*YOUR GOAL*:
Please copy out all of the lines below word for word, leaving the pictures out of your answer.

*DATA ENTRIES*:
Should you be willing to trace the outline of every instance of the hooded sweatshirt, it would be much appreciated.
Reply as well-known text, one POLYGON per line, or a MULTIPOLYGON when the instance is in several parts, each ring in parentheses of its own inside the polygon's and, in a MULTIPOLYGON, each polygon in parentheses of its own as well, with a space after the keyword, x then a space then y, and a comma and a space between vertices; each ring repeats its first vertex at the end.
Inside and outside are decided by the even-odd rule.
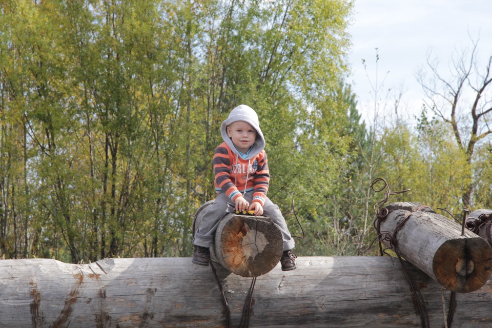
POLYGON ((213 160, 215 191, 218 194, 225 193, 232 201, 245 192, 254 191, 252 201, 262 206, 270 175, 258 115, 249 106, 240 105, 222 122, 220 133, 224 142, 216 148, 213 160), (256 130, 256 139, 247 155, 237 150, 227 134, 227 127, 237 121, 249 123, 256 130))

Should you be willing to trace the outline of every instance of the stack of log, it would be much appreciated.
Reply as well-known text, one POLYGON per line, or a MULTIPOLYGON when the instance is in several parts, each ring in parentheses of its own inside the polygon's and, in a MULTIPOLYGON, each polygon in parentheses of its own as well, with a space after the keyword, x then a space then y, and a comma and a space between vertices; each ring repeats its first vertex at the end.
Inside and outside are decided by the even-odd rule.
POLYGON ((445 288, 468 293, 480 288, 492 274, 492 249, 479 236, 418 202, 386 207, 379 235, 388 248, 445 288), (392 244, 394 243, 396 244, 392 244))
POLYGON ((378 236, 401 262, 388 256, 300 257, 296 270, 282 272, 276 226, 267 218, 233 214, 221 222, 215 236, 212 253, 221 264, 215 266, 215 274, 189 258, 106 259, 86 264, 1 260, 0 327, 224 327, 216 277, 232 326, 243 317, 249 277, 259 277, 252 328, 419 326, 421 309, 408 275, 424 301, 428 326, 448 321, 452 293, 447 290, 458 293, 453 325, 492 326, 492 249, 487 242, 418 203, 386 209, 387 215, 378 218, 378 236))

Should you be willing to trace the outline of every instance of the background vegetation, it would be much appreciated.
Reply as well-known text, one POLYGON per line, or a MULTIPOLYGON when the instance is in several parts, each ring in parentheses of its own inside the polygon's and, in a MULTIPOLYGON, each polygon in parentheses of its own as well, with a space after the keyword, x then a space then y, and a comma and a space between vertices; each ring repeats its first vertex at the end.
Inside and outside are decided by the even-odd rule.
POLYGON ((376 84, 366 125, 346 83, 353 6, 0 1, 0 258, 191 256, 219 127, 241 104, 299 235, 295 201, 298 254, 377 254, 378 177, 412 189, 391 201, 492 208, 490 59, 463 54, 453 81, 429 60, 416 129, 376 84))

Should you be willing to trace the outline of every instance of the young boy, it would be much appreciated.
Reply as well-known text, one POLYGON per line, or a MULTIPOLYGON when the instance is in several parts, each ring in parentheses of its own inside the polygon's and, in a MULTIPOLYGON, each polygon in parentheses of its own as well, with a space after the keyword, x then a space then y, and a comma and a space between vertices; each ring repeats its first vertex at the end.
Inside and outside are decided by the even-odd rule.
POLYGON ((195 233, 193 262, 208 265, 209 249, 219 221, 235 210, 248 209, 254 211, 255 215, 271 218, 279 227, 283 239, 282 270, 293 270, 297 267, 291 250, 294 240, 278 207, 266 197, 270 175, 263 150, 265 139, 256 113, 246 105, 238 106, 222 122, 220 133, 224 142, 215 149, 213 160, 218 195, 204 210, 201 224, 195 233))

*ANSWER TO THE TASK*:
Should you be willing to trace the outline of every instance of the hooded sweatshirt, it would be much appreciated.
Reply as well-known text, one POLYGON per line, or a MULTIPOLYGON when the instance is in several parts, each ring in parentheses of its own inside the polygon's and, in a MULTIPOLYGON, each polygon in parentheses of its own as well, with a space after the keyword, x then a space then y, and a comma and a space between vertices; each ring repeats its first vertex at the end.
Inside and outside are decided by the even-odd rule.
POLYGON ((213 160, 215 191, 218 194, 225 193, 232 201, 245 192, 254 191, 252 201, 262 206, 270 175, 258 115, 249 106, 240 105, 222 122, 220 133, 224 142, 216 148, 213 160), (256 130, 256 139, 247 155, 237 150, 227 134, 227 127, 237 121, 249 123, 256 130))

Should you be willing to trace the outline of every instance of the stack of log, it would be much appreciated.
Reply as well-known text, one POLYGON per line, or a MULTIPOLYGON when the instance is in several parts, each ring in parentheses of its own inside the polygon's and, in a MULTIPOLYGON, each polygon in parentheses of its own as well, with a space after the keyword, x then a space then y, and a comma and a space between vertices; each ring repeats its first vertex at the end.
Inside and outside are decided by the even-odd rule.
POLYGON ((445 288, 468 293, 480 288, 492 274, 492 249, 479 236, 418 202, 386 207, 379 235, 388 248, 445 288), (392 244, 394 243, 396 244, 392 244))
POLYGON ((378 236, 401 262, 388 256, 300 257, 296 270, 282 272, 276 226, 267 218, 233 214, 221 222, 215 236, 212 253, 221 264, 215 266, 215 274, 189 258, 106 259, 86 264, 1 260, 0 327, 224 327, 216 277, 232 326, 243 317, 249 277, 259 277, 252 328, 419 326, 421 309, 408 275, 424 301, 428 326, 448 321, 452 293, 447 290, 458 293, 453 325, 492 326, 492 249, 487 242, 418 203, 386 209, 387 215, 378 218, 378 236))

Should you be willing to trace the outline of every instance of the background vegetation, it would be much appreciated.
Reply as well-known text, one POLYGON per line, or a MULTIPOLYGON when the instance is in several parts, each ring in parentheses of its own inside the polygon's and, in a MULTIPOLYGON, each polygon in parentheses of its own as well, with a space after the keyword, x then a space then y, and a comma and a space between vertices; each ring repeats its first vertex at the end.
Inside and outside are decided by the even-odd rule.
POLYGON ((376 84, 366 125, 346 83, 353 6, 0 1, 0 258, 191 256, 219 127, 241 104, 299 235, 295 201, 298 254, 377 254, 378 177, 412 189, 391 201, 492 208, 490 59, 463 54, 453 81, 429 60, 416 129, 376 84))

Should you be willing to trace the outline of every instance of the young boy, it would be much appreciated.
Reply as well-known text, one POLYGON per line, or a MULTIPOLYGON when the instance is in several parts, each ring in parentheses of its own inside the polygon's and, in a MULTIPOLYGON, each polygon in parentheses of its own as well, with a space after the keyword, x then a space then y, and a comma and a space between vertices; each ring repeats its first vertex at the end.
Inside and outside are decided by the even-odd rule.
POLYGON ((195 233, 193 262, 208 265, 209 249, 219 221, 235 210, 248 209, 254 211, 255 215, 271 218, 279 227, 283 239, 282 270, 293 270, 297 267, 291 250, 294 240, 278 207, 266 197, 270 175, 263 150, 265 139, 256 113, 246 105, 238 106, 222 122, 220 133, 224 142, 215 149, 213 160, 218 195, 204 210, 201 224, 195 233))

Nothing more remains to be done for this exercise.